REQUIRED WORK:
Transcribe the records that follow exactly. Skip the pictures.

INFORMATION SUPPLIED:

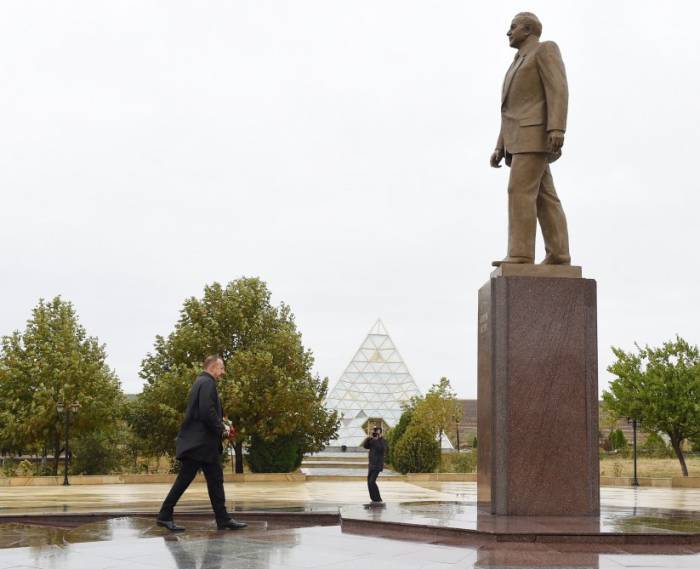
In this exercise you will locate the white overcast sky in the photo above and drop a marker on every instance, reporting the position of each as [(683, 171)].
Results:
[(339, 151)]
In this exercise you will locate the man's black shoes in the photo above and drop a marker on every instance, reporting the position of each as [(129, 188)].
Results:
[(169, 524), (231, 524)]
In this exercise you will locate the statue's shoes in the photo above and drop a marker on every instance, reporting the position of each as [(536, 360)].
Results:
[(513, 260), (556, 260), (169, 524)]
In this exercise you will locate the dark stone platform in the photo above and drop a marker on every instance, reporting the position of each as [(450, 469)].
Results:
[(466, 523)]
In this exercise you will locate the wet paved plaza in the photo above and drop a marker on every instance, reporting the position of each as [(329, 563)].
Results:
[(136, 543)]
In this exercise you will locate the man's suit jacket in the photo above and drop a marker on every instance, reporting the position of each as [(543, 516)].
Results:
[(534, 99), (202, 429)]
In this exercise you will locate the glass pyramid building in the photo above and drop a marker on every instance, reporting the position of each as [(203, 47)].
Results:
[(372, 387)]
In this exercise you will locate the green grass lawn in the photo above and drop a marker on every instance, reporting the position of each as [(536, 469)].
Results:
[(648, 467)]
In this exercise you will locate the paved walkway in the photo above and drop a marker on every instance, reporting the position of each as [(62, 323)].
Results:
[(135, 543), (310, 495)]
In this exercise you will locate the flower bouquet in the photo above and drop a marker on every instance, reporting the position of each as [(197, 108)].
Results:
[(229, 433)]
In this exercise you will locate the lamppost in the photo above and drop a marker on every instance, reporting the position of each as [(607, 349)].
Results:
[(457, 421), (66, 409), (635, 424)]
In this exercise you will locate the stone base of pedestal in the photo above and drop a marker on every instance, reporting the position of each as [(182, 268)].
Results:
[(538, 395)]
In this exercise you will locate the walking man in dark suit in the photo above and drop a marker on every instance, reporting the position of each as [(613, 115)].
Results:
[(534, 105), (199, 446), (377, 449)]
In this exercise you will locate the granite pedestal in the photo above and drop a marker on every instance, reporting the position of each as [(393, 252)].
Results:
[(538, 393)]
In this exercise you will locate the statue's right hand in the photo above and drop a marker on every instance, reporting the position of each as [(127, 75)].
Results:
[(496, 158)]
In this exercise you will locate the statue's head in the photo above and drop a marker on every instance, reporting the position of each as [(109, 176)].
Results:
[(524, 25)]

TASK OUTPUT:
In this exercise you will locate the white overcast sky in the photo above and drop a marker on every instance, reporting the position of each as [(683, 171)].
Results:
[(339, 151)]
In this exercise you will locate the man's black shoes in the photo above and drop a marker on every instance, reporting the position of each as [(129, 188)].
Results:
[(169, 524), (231, 524)]
In this exercise you will locate the statue's shoes in the photo above and drop a marker on every instance, reporting the position of each as [(536, 360)].
Results:
[(513, 260), (556, 260), (169, 524)]
In this exercise you will locate the dark stone platform in the photo above and drop a marker on every instance, reporting the position of each as [(450, 469)].
Results:
[(466, 523)]
In this exercise you will locate the wet paved plaza in the photo above and drop a marker on every instance, reporting the position of each as [(329, 563)].
Results:
[(136, 543)]
In this exercise you will locate the man's suit jacket in the photo above and drop a marker on every instance, reporting the position of each as [(543, 516)].
Results:
[(534, 99), (202, 429)]
In this exercise you will locate the glass pyramid building in the photo above and drop a marker on every instance, reporting the position of each as [(203, 47)].
Results:
[(372, 387)]
In this exercise you will locate the green grass lawn in the photo above and drop a marker on every instance, reporting the position of each as [(536, 469)].
Results:
[(648, 467)]
In this exercise you will locate the paved walkway in the photo above and drop a marker on every instance, reporting the position of each as [(62, 323)].
Results:
[(135, 543), (310, 495)]
In this exercise you will locate the flower bouquet in the photo above and drop a marker on every instance, reporting the position of each as [(197, 108)].
Results:
[(229, 433)]
In this exercise you will locate the lamppost in the photo above and drop a marker on every instance, reporting the position of each as [(607, 349)].
Results:
[(457, 421), (66, 409), (635, 424)]
In this exercise you will locate the stone base of pedestal in the photo above and drop a marker on every instance, reporting the position of each as [(182, 268)].
Results:
[(538, 395)]
In this exercise you will locate the walking man in dark suit in the photo above and drop a marker on every instance, reporting the position of each as [(613, 115)].
Results:
[(534, 105), (199, 446), (377, 449)]
In this exercise you will locate the granite pedestal in the photo above and drop a marker on every instance, reporting the position of each as [(393, 252)].
Results:
[(538, 393)]
In this exercise you will locate the statue's right hand in the photo above and drop a marker on every instance, reporting the position of each as [(127, 75)].
Results:
[(496, 158)]
In this exercise you will locate the statue's head in the photo above and drop a marker on every instance, reporting the position of each as [(109, 176)].
Results:
[(524, 25)]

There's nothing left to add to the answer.